§ **BRIEF**
Rewrite the records below, from the line containing "the pediment, the" through the end of the records, inclusive, keeping the requests and adjusting every coordinate in the answers by adding -28 to each number.

§ **DATASET RECORDS**
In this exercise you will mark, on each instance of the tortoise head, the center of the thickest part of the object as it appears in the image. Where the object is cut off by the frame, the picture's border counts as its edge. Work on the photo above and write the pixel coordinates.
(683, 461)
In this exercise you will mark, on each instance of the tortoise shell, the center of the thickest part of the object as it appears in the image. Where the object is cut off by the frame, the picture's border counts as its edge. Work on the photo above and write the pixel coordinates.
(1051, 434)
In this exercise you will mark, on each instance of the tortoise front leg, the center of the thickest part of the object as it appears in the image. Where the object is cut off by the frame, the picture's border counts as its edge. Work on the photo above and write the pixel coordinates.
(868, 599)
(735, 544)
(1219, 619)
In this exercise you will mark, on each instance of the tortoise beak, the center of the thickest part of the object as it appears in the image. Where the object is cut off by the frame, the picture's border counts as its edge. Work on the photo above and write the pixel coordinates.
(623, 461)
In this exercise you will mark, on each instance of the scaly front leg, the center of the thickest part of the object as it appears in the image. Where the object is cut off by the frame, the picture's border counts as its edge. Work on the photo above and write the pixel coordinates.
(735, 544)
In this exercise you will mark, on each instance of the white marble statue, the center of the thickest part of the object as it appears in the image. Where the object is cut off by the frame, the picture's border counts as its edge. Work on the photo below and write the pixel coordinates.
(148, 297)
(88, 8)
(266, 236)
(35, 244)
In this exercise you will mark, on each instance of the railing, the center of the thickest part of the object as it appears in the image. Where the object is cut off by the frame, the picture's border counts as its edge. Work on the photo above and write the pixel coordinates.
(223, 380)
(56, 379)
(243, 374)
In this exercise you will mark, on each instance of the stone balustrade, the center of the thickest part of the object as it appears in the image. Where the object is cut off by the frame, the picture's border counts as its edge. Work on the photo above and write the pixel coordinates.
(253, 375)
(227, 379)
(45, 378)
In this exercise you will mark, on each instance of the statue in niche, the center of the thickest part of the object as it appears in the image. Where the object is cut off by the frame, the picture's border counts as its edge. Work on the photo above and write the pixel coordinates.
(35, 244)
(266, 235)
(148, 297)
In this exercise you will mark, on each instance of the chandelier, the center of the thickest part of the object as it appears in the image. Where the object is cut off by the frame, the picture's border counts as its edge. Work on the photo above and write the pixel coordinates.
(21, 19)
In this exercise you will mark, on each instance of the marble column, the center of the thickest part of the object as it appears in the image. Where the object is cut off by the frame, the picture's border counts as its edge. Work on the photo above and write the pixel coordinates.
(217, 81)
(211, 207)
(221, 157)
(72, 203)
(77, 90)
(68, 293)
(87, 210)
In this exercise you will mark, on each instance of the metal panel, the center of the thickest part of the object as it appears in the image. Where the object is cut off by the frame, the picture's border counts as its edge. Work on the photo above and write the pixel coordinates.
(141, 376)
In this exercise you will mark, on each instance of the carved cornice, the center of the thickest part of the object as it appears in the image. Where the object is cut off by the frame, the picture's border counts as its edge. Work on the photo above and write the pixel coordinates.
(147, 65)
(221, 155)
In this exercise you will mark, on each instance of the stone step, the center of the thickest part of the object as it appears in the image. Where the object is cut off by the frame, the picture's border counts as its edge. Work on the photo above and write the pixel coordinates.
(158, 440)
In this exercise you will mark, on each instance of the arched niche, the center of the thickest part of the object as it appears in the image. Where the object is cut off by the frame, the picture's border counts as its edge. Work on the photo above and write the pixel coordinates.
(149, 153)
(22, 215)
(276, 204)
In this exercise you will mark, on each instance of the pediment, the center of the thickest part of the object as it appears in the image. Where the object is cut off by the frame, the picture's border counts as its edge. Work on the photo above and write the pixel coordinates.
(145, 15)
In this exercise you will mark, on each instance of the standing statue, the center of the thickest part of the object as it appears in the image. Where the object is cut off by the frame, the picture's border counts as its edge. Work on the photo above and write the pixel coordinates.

§ **COMPLETE RESPONSE**
In this exercise you will mark, on each instance of the pediment, the center of the thickest part of the object as it appears in the image. Where the object is cut off by the frame, the picture's border counts as its edge. Work on the photo above and write the pixel coordinates.
(117, -13)
In this exercise you will mark, on each instance of the standing statue, the center of the thickest part of the object as it appears in the image. Where the object is cut off by the frame, the picture's border counts as its edge. Work on the photo above and write the pixel coordinates.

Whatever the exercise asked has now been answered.